WORK TO BE COMPLETED:
Rewrite these lines, changing every "Report the position" to "State the location" and leaving everything else untouched.

======== EXCERPTED RECORDS ========

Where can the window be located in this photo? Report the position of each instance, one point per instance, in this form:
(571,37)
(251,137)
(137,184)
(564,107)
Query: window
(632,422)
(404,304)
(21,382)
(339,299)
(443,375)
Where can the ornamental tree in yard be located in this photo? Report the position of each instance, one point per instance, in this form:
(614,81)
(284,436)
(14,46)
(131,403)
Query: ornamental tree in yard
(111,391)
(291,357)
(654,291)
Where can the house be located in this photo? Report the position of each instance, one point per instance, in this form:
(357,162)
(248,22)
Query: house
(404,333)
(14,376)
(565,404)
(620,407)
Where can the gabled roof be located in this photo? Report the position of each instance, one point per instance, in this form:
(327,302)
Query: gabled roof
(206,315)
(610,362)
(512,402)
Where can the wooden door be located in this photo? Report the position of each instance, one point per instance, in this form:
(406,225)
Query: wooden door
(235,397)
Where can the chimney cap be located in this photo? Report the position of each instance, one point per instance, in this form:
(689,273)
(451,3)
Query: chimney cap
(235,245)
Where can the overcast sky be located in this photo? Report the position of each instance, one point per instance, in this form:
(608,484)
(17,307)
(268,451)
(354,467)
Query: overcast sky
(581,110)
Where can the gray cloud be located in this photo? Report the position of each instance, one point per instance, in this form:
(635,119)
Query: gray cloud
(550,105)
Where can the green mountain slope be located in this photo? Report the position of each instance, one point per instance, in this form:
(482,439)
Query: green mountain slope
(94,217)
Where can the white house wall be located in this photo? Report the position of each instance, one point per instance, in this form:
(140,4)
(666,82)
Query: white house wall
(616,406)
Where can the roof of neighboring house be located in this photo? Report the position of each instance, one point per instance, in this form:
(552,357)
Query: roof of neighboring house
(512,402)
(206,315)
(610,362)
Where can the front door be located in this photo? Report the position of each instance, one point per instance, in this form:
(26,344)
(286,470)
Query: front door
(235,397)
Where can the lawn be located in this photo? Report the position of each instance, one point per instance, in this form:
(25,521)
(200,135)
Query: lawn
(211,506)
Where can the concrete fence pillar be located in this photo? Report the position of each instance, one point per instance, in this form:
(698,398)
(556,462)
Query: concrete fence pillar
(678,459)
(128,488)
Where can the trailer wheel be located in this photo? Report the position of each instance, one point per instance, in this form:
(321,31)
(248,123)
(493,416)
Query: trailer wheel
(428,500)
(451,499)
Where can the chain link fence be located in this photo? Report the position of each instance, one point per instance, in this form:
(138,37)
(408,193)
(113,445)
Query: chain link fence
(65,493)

========

RESULT BELOW:
Where can the window be located in this photo? State the location of each instance, one point per instance, in this form:
(571,37)
(251,137)
(137,184)
(564,107)
Query: window
(632,422)
(404,304)
(21,382)
(339,299)
(443,375)
Where can the ornamental tree in yard be located in this photo? State the location of each instance, one point per instance, in this form:
(614,81)
(284,436)
(14,46)
(131,403)
Query: ornamental tree in yard
(111,391)
(291,357)
(654,291)
Where can the house be located in this photo? State the location of each instance, one point per instance, in this form:
(357,162)
(248,22)
Query: house
(404,333)
(14,376)
(565,404)
(620,407)
Where can the gabled roof be located in this photo? State the location of each instance, one point per instance, in this form:
(327,302)
Query: gabled roof
(206,315)
(610,362)
(512,402)
Where can the wooden door be located in this photo? State the location of each instance, one point per instance, in this form:
(406,225)
Query: wooden door
(235,397)
Where can the chimney cap be located in this photo? State the location of each instance, one point per instance, in this form:
(689,273)
(451,3)
Query: chimney cap
(235,245)
Where can the overcast sky be located in this photo? State the location of each instance, one point per instance, in this form:
(608,484)
(17,307)
(268,451)
(354,467)
Query: overcast sky
(581,110)
Where can the gray cloud be located in this photo? State the location of each instance, one point per instance, in this form:
(635,119)
Query: gray cloud
(550,105)
Where can the green mountain slope be located in this photo? State the location of each instance, one point per instance, in this form:
(482,439)
Query: green mountain slope
(94,217)
Where can the white house wall be located in this photo? State the location of each instance, one point per instance, in this form:
(140,4)
(666,82)
Query: white house wall
(616,406)
Where can the roof of neighboring house be located in this photo? State the location of each instance, one point per instance, in this form:
(552,357)
Query: roof of neighboring house
(512,402)
(206,315)
(610,362)
Where can the front door be located in this photo? State the location of each instance, one point per instance, in this form:
(26,344)
(286,470)
Query: front door
(235,397)
Where can the lawn be located in this photo? State the location of each instance, one point per instance, in this form:
(25,521)
(200,135)
Query: lawn
(211,506)
Where can the concrete fence pillar be located in this photo? State the location of each instance, one point per instance, in this form:
(698,398)
(556,462)
Query: concrete fence pillar
(678,459)
(128,488)
Where can the trailer wheel be located in this photo? State the location of each instance, one point per instance, in this form:
(321,31)
(248,123)
(493,416)
Query: trailer wheel
(428,500)
(451,499)
Where can the chain link fence be located in this photo? State the location of each instance, one point per instance, in this form:
(138,37)
(408,193)
(113,445)
Query: chain link fence
(65,493)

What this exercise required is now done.